■ 待完成任务 ■
1. 写出这篇切矩形题解的代码中，main 函数里声明的全部变量名。
2. 更新记录中从开头到含有“86, 173, 119]]”的那一行：把“Predicted boxes”替换为“Detected boxes”，其余内容保持不变。

___ 原文材料 ___

解析
由于本题数据量较小,考虑直接用dfs解决,根据题意可得,若要把矩形切n-1次使之体积相等的块,考虑对每个x/n与y/n 进行枚举,dfs返回当前的矩形的最小的最大边长比即可
#include <bits/stdc++.h>
#define inf 1000000007
#define eps 0.000001
using namespace std;
typedef long long ll;
typedef unsigned long long ull;
const int maxn=100005;
double seg=0;
double dfs(double x,double y,double n)
{
if(n==1){
return max(x,y)/min(x,y);
}
double rate=inf;
for(double i=1;i<=n/2;i++){//此处应定要加上等于,不然对半分时会遍历不到
rate=min(rate,max(dfs(i*(seg/y),y,i),dfs((n-i)*(seg/y),y,n-i)));
}
for(double j=1;j<=n/2;j++){
rate=min(rate,max(dfs(x,j*(seg/x),j),dfs(x,(n-j)*(seg/x),n-j)));
}
return rate;
}
int main()
{
double x, y, n;
scanf("%lf%lf%lf",&x,&y,&n);
seg=x*y/n;
double z=dfs(x,y,n);
printf("%.6f",z);
return 0;
}

___ 所给记录 ___

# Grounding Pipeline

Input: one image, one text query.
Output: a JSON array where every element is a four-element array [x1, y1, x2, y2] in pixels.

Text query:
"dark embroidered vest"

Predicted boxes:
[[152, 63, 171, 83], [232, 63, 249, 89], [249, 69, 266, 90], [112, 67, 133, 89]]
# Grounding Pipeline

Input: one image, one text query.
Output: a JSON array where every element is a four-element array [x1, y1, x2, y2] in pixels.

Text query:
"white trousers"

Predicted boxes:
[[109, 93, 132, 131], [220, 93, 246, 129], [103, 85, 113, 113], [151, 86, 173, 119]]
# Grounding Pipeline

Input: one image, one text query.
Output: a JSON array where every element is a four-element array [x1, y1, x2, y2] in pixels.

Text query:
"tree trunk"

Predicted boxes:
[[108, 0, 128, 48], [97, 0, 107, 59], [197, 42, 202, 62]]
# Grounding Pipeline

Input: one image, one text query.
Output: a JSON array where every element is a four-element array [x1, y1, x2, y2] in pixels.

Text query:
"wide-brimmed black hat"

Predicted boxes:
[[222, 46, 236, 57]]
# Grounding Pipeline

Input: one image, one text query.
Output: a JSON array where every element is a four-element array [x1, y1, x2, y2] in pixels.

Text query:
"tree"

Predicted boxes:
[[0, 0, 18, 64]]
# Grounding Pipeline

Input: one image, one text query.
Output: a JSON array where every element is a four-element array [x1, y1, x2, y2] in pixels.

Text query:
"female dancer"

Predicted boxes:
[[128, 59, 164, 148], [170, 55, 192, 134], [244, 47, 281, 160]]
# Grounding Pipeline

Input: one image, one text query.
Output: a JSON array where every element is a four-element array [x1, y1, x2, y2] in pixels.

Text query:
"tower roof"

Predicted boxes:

___

■ 习题解答 ■
1. x、y、n、z

2.
# Grounding Pipeline

Input: one image, one text query.
Output: a JSON array where every element is a four-element array [x1, y1, x2, y2] in pixels.

Text query:
"dark embroidered vest"

Detected boxes:
[[152, 63, 171, 83], [232, 63, 249, 89], [249, 69, 266, 90], [112, 67, 133, 89]]
# Grounding Pipeline

Input: one image, one text query.
Output: a JSON array where every element is a four-element array [x1, y1, x2, y2] in pixels.

Text query:
"white trousers"

Detected boxes:
[[109, 93, 132, 131], [220, 93, 246, 129], [103, 85, 113, 113], [151, 86, 173, 119]]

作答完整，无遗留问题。